# TASK TO COMPLETE
Update the listing below by swapping each occurrence of "dropping" for "placing" and keeping everything else the same. Leave the pictures out of your version.

"""

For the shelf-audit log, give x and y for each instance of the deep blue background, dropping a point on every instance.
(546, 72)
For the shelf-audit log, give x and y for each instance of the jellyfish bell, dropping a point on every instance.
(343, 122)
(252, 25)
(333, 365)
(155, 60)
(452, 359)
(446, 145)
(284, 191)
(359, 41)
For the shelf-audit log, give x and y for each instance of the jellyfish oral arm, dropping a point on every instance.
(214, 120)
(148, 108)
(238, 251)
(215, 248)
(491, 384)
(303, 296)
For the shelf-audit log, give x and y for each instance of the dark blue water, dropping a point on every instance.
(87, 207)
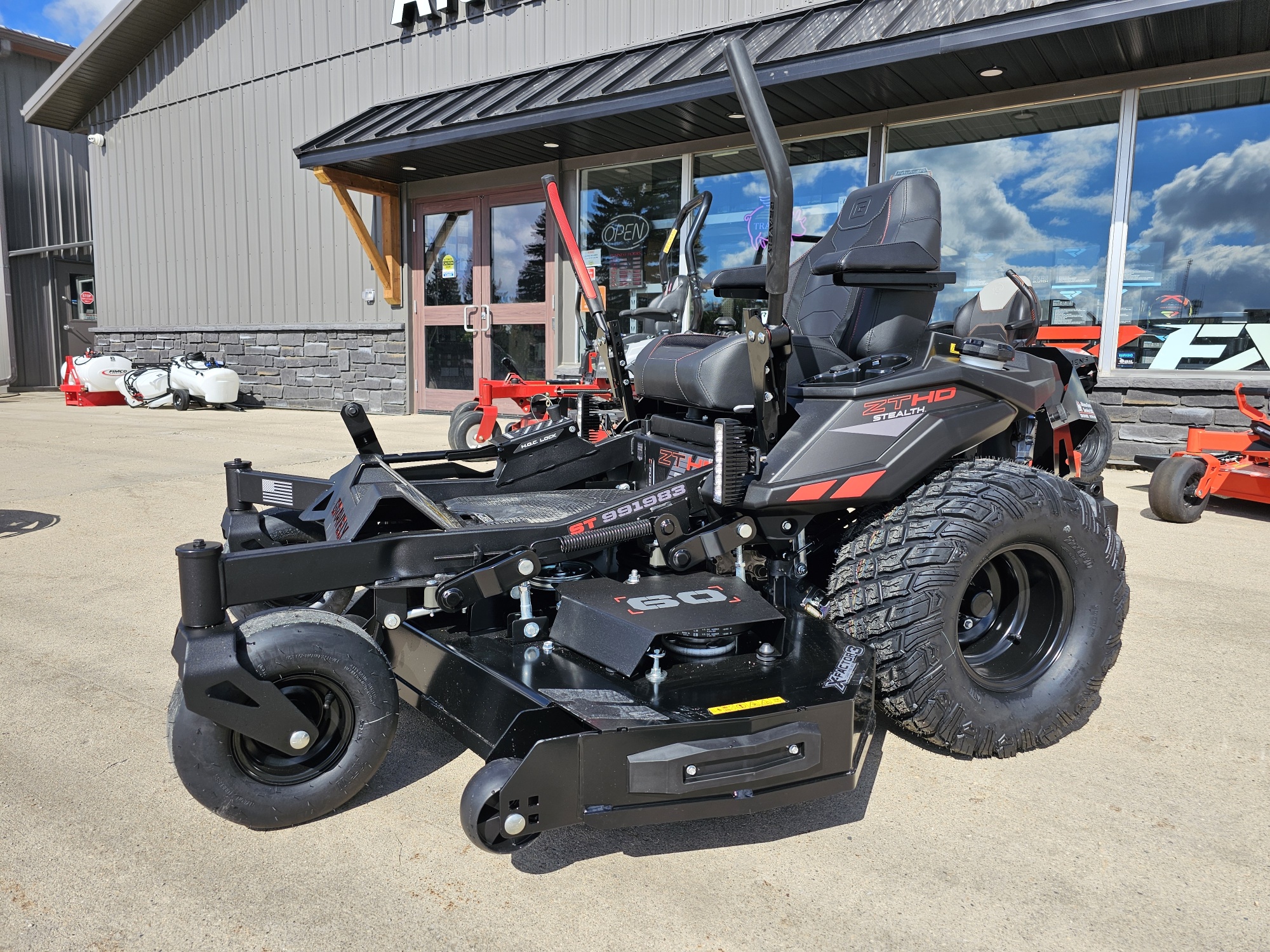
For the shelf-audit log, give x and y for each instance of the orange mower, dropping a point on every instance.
(1215, 464)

"""

# FINAL RESULT
For the shelf-audit log, give x and y for each instance of the deep blue background, placing a point on every instance.
(546, 72)
For the shelf-audit log, give x and y for each instance of the jellyfish bell, placing a point on every instance.
(343, 122)
(252, 25)
(333, 365)
(155, 60)
(452, 359)
(446, 145)
(284, 191)
(359, 41)
For the shelf-audit log, give x and y for each instance of the jellyfish oral arm, placing a point on every instance.
(214, 120)
(148, 108)
(238, 251)
(215, 248)
(491, 384)
(303, 296)
For the shelf-audit log, give x and y for each instance of the dark blue water, placing a point on every instance.
(87, 207)
For the shelf-audit log, give x and y for each instance of the orange mower, placing a point on every instance.
(1215, 464)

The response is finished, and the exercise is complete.